* [Texte extrait]:
==========

Il s’agit maintenant des premières années professionnelles de l’auteur sur fond de Première Guerre mondiale et de Belle Époque, puis des années troublées qui ont précédé la Seconde Guerre mondiale.

On y retrouve la qualité du témoin privilégié de ces événements qui ont marqué notre histoire.

Points forts

La vie, au jour le jour, à Paris alors que la guerre gronde à ses portes est étonnante par le peu d’intérêt que cette guerre suscite. La terreur très hypothétique des Zeppelins venant bombarder la ville, la fascination pour les trains rapatriant les blessés du front et, pour le reste, la vie continue…

Plus tard de grands événements sportifs ou techniques, la mort tragique de Clem Sohn, « l’Oiseau volant », au meeting aérien de Vincennes, l’arrivée  de Lindbergh au Bourget, le portrait – au vitriol – du navigateur Alain Gerbault.

Des années d’avant-guerre on retiendra tout particulièrement le voyage d’un Maurice Garçon, un peu admiratif mais surtout affolé, dans l’Allemagne nazie où il est reçu par ses plus hauts dignitaires qui lui confient la défense de la partie civile dans l’affaire de l’assassinat, à l’ambassade d’Allemagne à Paris, du conseiller culturel. Accepter ou refuser ? Avec l’aide du Bâtonnier de l’Ordre des avocats pour trancher ce cas de conscience, il accepte mais pose ses conditions.

Cette affaire extraordinaire dont les nazis ont voulu s’emparer pour déclencher la guerre, illustre l’immense désarroi des réfugiés juifs allemands en France en 1938 ; elle fait l’objet d’une relation détaillée et fascinante dans l’excellent livre que Gilles Antonowicz, historien du Barreau, a consacré aux dossiers de l’occupation traités par Maurice Garçon. ( Maurice Garçon. Procès historiques: L’affaire Grynszpan (1938). Les piqueuses d’Orsay (1942). L’exécution du docteur Guérin (1943). René Hardy (1947 et 1950) Broché – Illustré, 12 avril 2019 , Les Belles Lettres, éditeur.)

Quelques réserves

Il est bien dommage d’avoir attendu sept longues années pour disposer du deuxième tome de ce journal que l’on aurait aimé lire dans la continuité, à défaut de chronologie, du premier tome dont le caractère passionnant n’a pas échappé au public.

Qu’en sera-t-il du troisième couvrant les années 1945-1967 ?

Au demeurant la livraison d’aujourd’hui donne raison à Léautaud qui trouve dans un journal, en l’occurrence celui de Garçon, « du mauvais, du passable, de l’entre deux, de l’inutile et toujours de l’excellent. Il n’y a que les journaux intimes qui sont souvent très assommants, par la description des états d’âme de l’auteur. Quand on est un écrivain de faits, de tableaux et de circonstances extérieures à soi, on est toujours intéressant. Et vous, avec votre vie au barreau !... Vous devez le savoir aussi bien que moi : les journaux, les mémoires, les correspondances sont les seuls écrits qui survivent. »

==========

Enregistrements d'annotation de coordonnées:
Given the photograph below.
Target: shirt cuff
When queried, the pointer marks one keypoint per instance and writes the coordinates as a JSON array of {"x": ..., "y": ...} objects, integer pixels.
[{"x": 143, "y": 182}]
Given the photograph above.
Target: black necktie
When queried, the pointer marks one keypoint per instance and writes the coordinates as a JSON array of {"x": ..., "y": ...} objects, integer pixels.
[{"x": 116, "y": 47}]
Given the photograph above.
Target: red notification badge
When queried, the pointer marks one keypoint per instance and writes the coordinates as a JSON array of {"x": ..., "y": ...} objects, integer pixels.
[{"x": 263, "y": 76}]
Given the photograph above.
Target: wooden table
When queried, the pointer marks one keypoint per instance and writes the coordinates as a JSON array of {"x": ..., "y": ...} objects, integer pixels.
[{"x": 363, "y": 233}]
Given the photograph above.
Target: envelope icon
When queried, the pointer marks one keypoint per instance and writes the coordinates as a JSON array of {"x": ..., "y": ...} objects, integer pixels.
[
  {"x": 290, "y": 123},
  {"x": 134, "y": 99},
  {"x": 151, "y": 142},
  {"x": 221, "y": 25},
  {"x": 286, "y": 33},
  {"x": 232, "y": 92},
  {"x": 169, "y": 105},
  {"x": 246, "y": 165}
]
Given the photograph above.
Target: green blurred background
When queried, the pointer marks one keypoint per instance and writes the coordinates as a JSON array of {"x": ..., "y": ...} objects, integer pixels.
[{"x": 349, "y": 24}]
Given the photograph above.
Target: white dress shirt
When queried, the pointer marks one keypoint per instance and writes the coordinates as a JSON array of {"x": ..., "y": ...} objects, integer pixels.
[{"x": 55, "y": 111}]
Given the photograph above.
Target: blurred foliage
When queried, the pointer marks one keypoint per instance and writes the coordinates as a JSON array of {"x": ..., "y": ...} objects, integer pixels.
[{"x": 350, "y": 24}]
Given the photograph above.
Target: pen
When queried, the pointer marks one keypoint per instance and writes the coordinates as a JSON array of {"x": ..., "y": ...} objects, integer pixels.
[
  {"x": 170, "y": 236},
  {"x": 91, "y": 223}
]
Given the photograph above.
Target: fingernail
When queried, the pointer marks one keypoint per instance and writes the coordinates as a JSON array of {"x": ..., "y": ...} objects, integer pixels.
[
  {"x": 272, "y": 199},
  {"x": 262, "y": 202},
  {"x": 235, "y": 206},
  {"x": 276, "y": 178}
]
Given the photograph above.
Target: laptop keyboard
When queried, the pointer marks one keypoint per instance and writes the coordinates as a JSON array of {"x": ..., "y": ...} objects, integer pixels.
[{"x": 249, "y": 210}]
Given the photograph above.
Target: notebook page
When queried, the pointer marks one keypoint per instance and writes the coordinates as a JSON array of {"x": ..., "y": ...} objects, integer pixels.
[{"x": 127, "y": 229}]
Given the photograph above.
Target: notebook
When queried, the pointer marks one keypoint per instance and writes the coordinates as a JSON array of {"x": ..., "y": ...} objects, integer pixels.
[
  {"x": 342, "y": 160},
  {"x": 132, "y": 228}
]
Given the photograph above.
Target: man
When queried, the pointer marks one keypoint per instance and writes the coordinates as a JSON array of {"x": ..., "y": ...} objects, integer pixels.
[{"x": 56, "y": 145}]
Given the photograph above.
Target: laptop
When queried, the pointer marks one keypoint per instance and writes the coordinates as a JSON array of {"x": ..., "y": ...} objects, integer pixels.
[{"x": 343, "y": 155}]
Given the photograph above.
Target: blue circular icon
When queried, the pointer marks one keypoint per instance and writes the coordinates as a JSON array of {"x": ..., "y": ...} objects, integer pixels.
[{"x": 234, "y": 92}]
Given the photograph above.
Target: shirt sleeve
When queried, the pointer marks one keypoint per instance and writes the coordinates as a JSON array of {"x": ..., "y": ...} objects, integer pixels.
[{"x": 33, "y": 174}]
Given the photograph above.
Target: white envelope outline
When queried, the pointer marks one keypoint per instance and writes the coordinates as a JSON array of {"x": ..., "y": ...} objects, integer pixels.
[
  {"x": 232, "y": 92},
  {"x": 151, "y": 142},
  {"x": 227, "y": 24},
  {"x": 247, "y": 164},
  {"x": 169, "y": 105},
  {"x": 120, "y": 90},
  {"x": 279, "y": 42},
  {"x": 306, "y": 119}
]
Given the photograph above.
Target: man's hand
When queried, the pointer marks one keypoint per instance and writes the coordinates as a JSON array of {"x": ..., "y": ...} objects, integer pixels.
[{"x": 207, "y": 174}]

==========

* [Objectif]: Reprenez la critique du deuxième tome du journal de Maurice Garçon à partir de sa dernière phrase et poursuivez-la.

* [Réponse]:
Il est vrai qu’avec notamment la fastidieuse narration de ses candidatures malheureuses au Conseil de l’ordre, le journal de Maurice Garçon se révèle bien passable, inutile et ennuyeux. Mais on a vu qu’avec l’affaire Grynszpan ou encore la leçon de Bergson au Collège de France, et bien d’autres événements qu’il relate, il confine aussi à l’excellent grâce à son style maîtrisé, son humour et souvent sa méchanceté cinglante.

Encore un mot...

Le journal de Maurice Garçon tenu du 29 février 1912 au 21 décembre 1967 (une semaine avant sa mort) a sa place auprès de ceux de Jules Renard et de Léautaud. Après le premier volume, portant sur la période 1939-1945, publié en 2015, voici le deuxième pour la période antérieure (1912-1939 ).

Une phrase

" 26 novembre 1938- Berlin - J’ai voulu voir ce qu’ils pensent avant de prendre une décision. J’ai pris le train hier soir. Je viens d’arriver. Avant de descendre à la gare du Zoo, j'ai jeté un coup d’œil par la fenêtre du compartiment. Le hasard a voulu que le premier spectacle qui m’est apparu à droite est le bâtiment incendié d’une synagogue. Elle est grande, à triples coupoles. Les coupoles ont résisté mais les toits sont effondrés, les fenêtres crevées, les murs noircis. Dans le couloir de mon compartiment tous les voyageurs regardaient. Personne n’a dit un mot.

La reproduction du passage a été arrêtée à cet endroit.